■ What to produce
Whenever a line in the material below includes "wooden", copy that line.

** Supplied information follows **

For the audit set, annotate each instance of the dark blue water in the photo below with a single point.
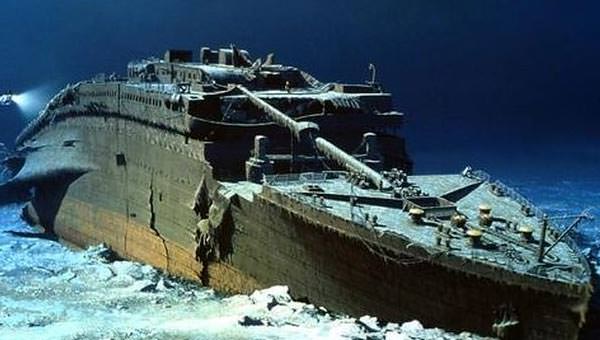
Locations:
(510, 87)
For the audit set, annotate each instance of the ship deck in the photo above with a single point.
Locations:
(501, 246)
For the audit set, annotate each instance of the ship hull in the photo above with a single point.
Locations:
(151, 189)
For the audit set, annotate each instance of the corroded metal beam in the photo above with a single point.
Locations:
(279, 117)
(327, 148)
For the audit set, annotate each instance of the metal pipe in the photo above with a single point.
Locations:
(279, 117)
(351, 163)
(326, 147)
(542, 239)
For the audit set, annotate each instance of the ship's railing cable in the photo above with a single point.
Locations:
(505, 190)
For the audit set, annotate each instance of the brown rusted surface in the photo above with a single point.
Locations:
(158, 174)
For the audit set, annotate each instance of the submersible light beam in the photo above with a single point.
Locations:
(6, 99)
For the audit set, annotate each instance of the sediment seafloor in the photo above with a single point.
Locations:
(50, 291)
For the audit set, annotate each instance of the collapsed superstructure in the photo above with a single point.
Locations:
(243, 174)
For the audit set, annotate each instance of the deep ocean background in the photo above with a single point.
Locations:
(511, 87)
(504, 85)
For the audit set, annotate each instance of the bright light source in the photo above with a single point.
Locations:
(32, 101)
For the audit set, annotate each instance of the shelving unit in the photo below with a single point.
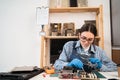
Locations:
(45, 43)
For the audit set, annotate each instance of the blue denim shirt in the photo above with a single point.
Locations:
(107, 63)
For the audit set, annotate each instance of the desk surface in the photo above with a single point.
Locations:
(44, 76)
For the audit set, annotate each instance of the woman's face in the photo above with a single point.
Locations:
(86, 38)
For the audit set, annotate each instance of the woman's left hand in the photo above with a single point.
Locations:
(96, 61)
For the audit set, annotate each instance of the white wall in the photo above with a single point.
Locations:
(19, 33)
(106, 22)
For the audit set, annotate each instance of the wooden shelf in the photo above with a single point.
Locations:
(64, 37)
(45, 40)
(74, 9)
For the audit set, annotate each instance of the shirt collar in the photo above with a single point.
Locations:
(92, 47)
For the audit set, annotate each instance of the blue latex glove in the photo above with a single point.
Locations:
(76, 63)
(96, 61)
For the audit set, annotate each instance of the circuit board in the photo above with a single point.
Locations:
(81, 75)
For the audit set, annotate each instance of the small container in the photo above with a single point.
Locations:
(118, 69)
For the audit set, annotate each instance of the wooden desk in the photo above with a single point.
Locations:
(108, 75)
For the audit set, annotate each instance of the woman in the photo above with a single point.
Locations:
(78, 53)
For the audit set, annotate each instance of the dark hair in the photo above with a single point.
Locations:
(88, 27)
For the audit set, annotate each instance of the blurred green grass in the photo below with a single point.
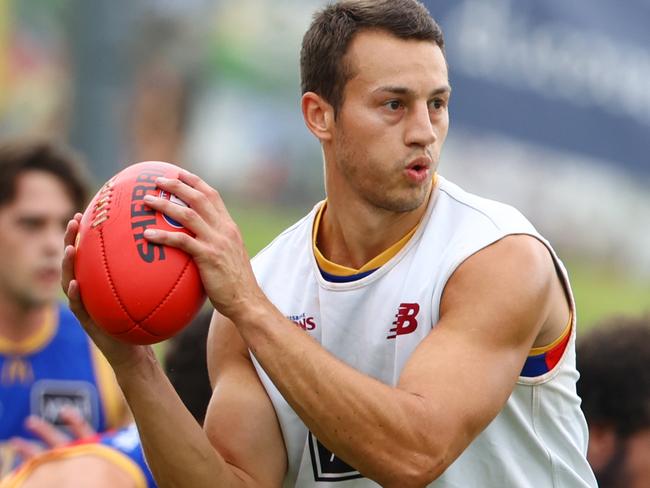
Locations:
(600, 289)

** End of Supplied information **
** Supplied information follows **

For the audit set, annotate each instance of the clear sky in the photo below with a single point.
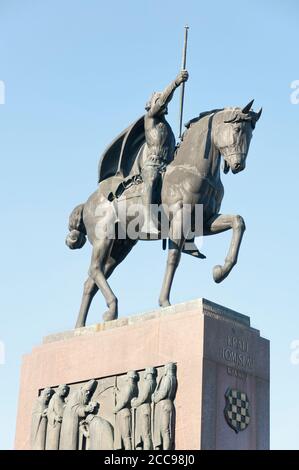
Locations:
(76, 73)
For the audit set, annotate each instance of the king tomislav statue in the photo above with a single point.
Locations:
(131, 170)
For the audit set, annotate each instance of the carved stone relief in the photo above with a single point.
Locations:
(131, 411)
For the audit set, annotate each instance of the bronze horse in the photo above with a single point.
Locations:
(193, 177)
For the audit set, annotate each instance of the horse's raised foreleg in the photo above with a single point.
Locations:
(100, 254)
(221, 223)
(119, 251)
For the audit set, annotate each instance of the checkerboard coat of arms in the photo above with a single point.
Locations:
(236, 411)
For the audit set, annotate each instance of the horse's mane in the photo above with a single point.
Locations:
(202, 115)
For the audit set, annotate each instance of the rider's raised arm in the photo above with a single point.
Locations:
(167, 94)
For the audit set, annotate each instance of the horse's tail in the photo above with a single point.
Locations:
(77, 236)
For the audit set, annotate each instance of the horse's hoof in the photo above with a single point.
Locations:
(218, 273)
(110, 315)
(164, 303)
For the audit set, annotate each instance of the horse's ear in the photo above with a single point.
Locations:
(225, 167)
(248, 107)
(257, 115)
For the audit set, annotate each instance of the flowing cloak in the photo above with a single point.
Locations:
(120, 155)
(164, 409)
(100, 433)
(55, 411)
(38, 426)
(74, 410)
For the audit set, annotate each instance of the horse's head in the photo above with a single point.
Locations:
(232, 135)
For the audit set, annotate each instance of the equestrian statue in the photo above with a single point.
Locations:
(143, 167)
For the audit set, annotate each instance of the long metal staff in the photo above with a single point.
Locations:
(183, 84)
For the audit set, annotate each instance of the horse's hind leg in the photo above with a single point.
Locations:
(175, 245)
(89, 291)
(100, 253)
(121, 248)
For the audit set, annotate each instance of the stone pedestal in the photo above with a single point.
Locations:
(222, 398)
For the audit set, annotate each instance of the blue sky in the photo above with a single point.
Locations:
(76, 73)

** End of Supplied information **
** Supplied information follows **

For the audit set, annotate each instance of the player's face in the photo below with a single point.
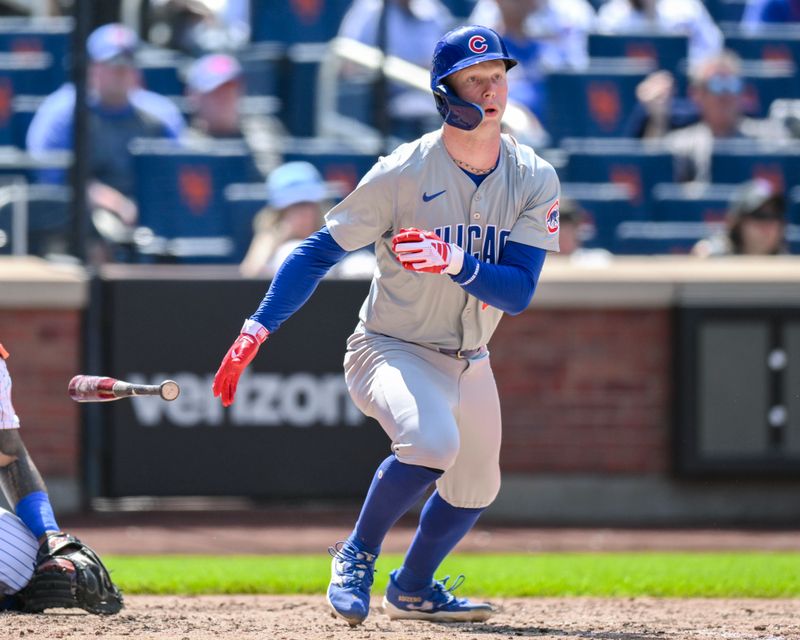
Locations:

** End of Supplied information **

■ Answer for the task
For the audit set, annotate each instance of the wooden shelf in the photo above with a single point.
For the audit set, annotate each instance of the wooden desk in the photo above with a single point.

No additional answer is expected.